Zadanie do zrobienia 1
Wstaw do pliku CSV fragment wykazu od wiersza z „Mark every instance of the yellow” do końca wykazu, z oboma końcami włącznie, w dwóch kolumnach: polecenie i odpowiedz. Każda treść i jej odpowiedź idą do jednego wiersza CSV, każda w osobnym polu w cudzysłowie, z łamaniami linii zamienionymi na spacje, bez obrazków.
___ Wybrany fragment ___
Słuchajcie, muszę to napisać.
W sumie to nie wiem, czy pamiętam jeszcze jak pisze się relacje z biegów. Jeszcze w ostatnią niedzielę rano nie wiedziałem też, czy w ogóle pamiętam, jak się biega, ale stanąłem na starcie i jakoś wyszło (a raczej pobiegło).
Więc spróbuję z tą relacją, raz kozie śmierć. Przecież w końcu stanąłem na starcie…
39 Szczecińskiego Półmaratonu
i w dodatku dotarłem do mety. Nawet nie musiałem pokonywać 21 kilometrów :) Ale od początku.
Kiedy na początku tego roku zauważyłem że zaczęły się już zapisy na półmaraton, od razu zapisałem się jako jeden z pierwszych. Przede mną byli chyba tylko ci, którzy kliknęli w powiadomienie o starcie zapisów mózgiem podłączonym do komputera, albo nie musieli się tak jak ja zastanawiać czy sierpień to ósmy czy dziewiąty miesiąc w roku (tak, ja, to zodiakalny Lew). Serio, zapisałem się od razu, gdy wystartowała strona a i tak byłem 48. JAK TO MOŻLIWE !
Niski numer startowy zmotywował mnie do wysokiego wyniku na mecie. Postanowiłem ciężko trenować, dawać z siebie wszystko przez te kilka miesięcy, tak, aby 26 sierpnia przekroczyć metę w rekordowym czasie (czyli poniżej dwóch godzin) z uśmiechem na ustach i ze ścięgnami Achillesa, które nie będą ścigały się z kolanami w tym, które z nich pierwsze wyłączy mnie z powodu bólu.
A potem, jakoś tak umknęło mi kilka miesięcy i nastał czerwiec, kiedy to stwierdziłem, że jeśli teraz się nie wezmę, to z dobrego wyniku nici. I wiecie co? Nie wziąłem się.
W lipcu było tak cholernie gorąco, że bałem się, iż wyjście na trening roztopi mi podeszwy w nowych butach (tak przy okazji, czytaliście już recenzję Nike Air Zoom Pegasus 35?) więc gdy nadszedł sierpień poszedłem po rozum do głowy i zacząłem ostro trenować zastanawiać się, czy 10 kilometrów to nie byłby lepszy dystans. Jako, że wobec samego siebie potrafię być mega przekonujący, udało mi się siebie szybko namówić i dzięki uprzejmości organizatorów, rzutem na taśmę, tuż przed zamknięciem tej możliwości przepisałem się na dyszkę.
I tak oto, po tej super-arcy-długiej dygresji stanąłem na starcie..
39 Szczecińskiego Półmaratonu (ale na dziesięć kilometrów)
Skracanie sobie dystansu biegu jeszcze przed startem idzie mi tak dobrze, że może jeszcze kiedyś nauczę się skracać swoje blogowe teksty. Wtedy nie będę ich pisał przez miesiąc z kawałkiem a Wy nie będziecie musieli się męczyć z kilkunastoma tysiącami znaków za każdym jednym razem. No, chyba, że nikt tego nie czyta, to dajcie znać (jak macie dać znać, skoro nikt już tu nie dotarł?!)
___ Pokazany wykaz ___
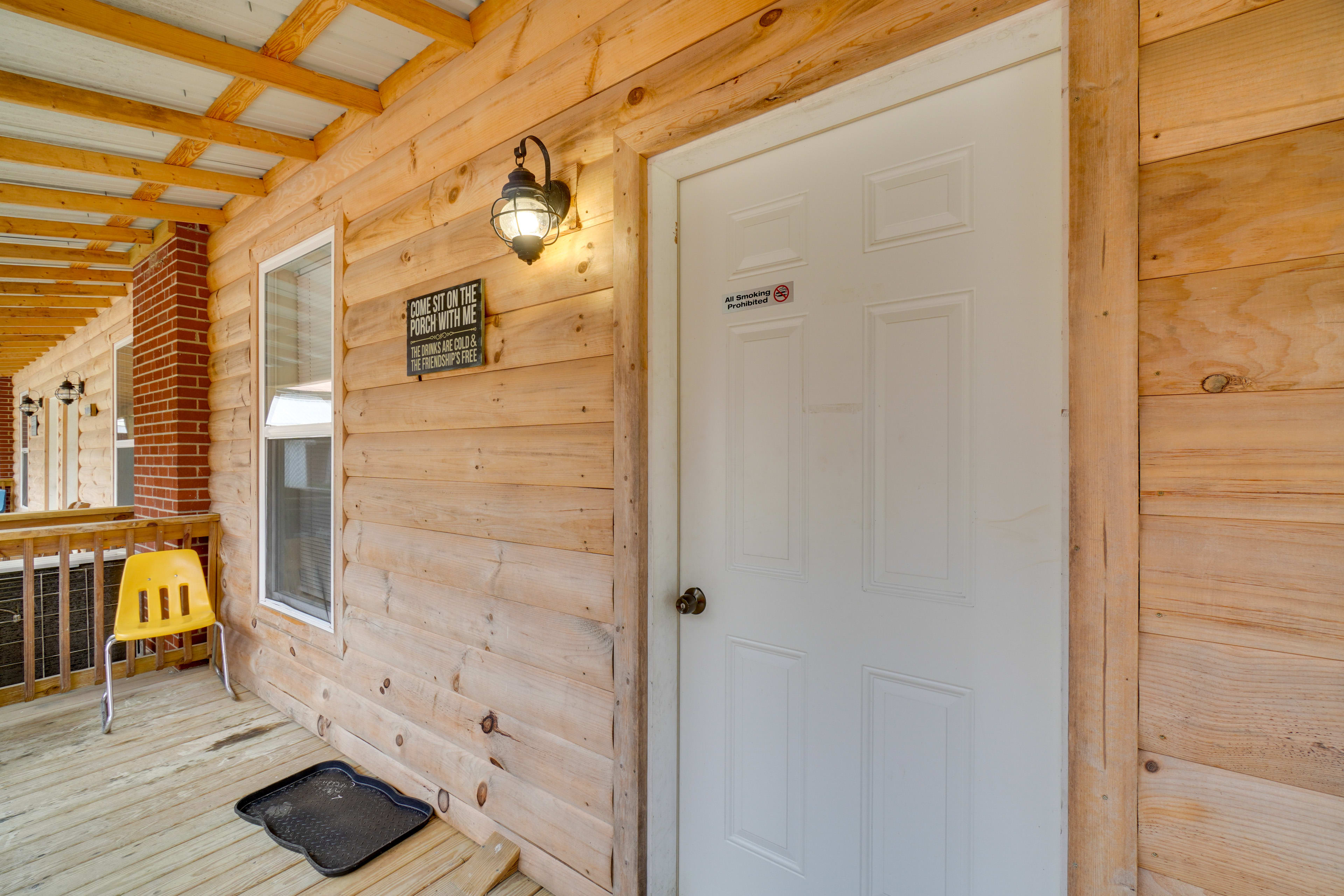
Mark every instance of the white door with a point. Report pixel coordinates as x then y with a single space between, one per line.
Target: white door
873 502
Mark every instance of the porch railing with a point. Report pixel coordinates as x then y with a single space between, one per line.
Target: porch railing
61 545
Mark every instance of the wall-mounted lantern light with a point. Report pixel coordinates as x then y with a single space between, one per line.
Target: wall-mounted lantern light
527 216
68 391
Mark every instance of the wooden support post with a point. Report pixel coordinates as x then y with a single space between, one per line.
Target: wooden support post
1104 448
213 585
64 588
99 622
631 510
131 645
30 609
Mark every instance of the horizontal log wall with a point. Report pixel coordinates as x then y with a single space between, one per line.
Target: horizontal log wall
89 354
476 659
1242 458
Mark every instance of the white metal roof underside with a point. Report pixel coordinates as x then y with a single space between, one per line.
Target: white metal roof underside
358 48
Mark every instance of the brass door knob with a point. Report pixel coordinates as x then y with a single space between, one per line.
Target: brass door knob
691 602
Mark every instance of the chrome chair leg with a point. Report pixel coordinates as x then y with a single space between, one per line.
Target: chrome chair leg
224 656
107 698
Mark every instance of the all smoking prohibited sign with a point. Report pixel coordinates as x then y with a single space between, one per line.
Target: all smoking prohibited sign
760 298
445 331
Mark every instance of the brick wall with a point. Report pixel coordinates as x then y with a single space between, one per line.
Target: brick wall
171 383
8 414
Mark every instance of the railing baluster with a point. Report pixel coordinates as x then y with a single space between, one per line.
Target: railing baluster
99 622
30 609
65 613
131 645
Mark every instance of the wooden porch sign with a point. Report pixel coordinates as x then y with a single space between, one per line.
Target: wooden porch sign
445 330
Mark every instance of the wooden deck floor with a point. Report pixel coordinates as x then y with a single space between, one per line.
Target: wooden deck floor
150 808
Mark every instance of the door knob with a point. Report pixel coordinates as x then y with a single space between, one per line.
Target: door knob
691 602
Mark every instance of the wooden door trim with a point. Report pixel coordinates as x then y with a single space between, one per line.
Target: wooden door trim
1102 448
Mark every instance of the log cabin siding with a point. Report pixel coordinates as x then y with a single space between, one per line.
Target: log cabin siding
1241 202
88 352
487 605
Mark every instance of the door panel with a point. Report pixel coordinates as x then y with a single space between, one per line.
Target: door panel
873 500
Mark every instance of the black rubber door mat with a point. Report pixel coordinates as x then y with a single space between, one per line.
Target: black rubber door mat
336 817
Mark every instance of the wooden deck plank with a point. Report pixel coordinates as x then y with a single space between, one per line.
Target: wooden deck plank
174 831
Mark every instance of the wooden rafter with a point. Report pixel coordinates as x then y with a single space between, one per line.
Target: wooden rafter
422 16
73 230
34 272
43 322
69 159
160 38
88 104
58 295
59 316
132 209
64 254
295 35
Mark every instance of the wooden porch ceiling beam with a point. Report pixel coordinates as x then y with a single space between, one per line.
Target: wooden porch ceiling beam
73 230
88 104
58 295
422 16
151 35
75 274
96 163
43 322
64 254
45 198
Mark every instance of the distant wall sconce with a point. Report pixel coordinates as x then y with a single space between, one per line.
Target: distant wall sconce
68 393
527 216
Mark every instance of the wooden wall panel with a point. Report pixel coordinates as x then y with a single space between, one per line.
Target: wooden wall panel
566 393
547 516
1236 835
1264 327
1193 88
1276 586
565 581
1267 201
1249 456
1160 19
576 455
1270 715
1154 884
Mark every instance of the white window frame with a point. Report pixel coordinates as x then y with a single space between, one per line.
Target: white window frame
116 442
267 433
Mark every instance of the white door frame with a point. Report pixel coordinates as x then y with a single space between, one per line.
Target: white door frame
1021 38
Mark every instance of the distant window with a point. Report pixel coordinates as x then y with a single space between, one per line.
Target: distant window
296 457
124 426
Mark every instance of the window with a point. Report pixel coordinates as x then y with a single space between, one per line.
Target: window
124 426
296 433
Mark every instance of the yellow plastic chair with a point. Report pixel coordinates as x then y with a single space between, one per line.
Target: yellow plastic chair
173 589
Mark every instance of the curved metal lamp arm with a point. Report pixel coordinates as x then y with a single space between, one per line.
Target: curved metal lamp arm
521 155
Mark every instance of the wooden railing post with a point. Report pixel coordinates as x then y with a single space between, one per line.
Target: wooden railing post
131 645
99 622
159 643
65 613
30 609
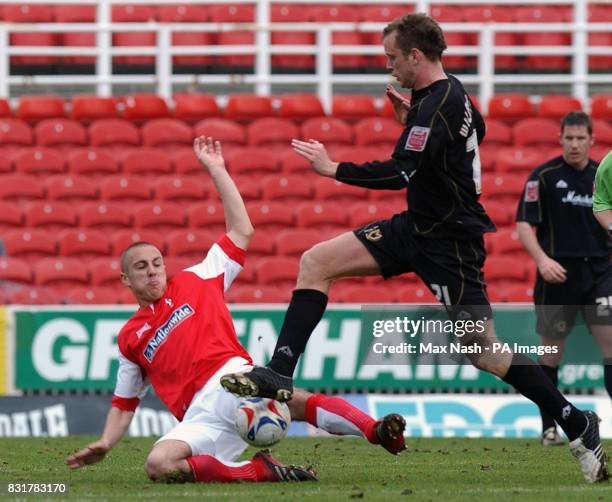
___
Zadanie do zrobienia 2
Sprawdź, czy te zdania zgadzają się z wpisem o półmaratonie, i przy każdym odpowiedz tak albo nie, cytując rozstrzygające słowa wpisu: (a) autor zapisał się na bieg jako 48., (b) w czerwcu autor zabrał się za treningi, (c) autor przepisał się na dystans 10 kilometrów.

Pełna odpowiedź 1
polecenie,odpowiedz
"Mark every instance of the yellow plastic chair with a point. Report pixel coordinates as x then y with a single space between, one per line. Target: yellow plastic chair","173 589"
"Mark every instance of the curved metal lamp arm with a point. Report pixel coordinates as x then y with a single space between, one per line. Target: curved metal lamp arm","521 155"
"Mark every instance of the wooden railing post with a point. Report pixel coordinates as x then y with a single space between, one per line. Target: wooden railing post","131 645 99 622 159 643 65 613 30 609"

Pełna odpowiedź 2
(a) Tak: „zapisałem się od razu, gdy wystartowała strona a i tak byłem 48.”
(b) Nie: „I wiecie co? Nie wziąłem się.”
(c) Tak: „tuż przed zamknięciem tej możliwości przepisałem się na dyszkę.”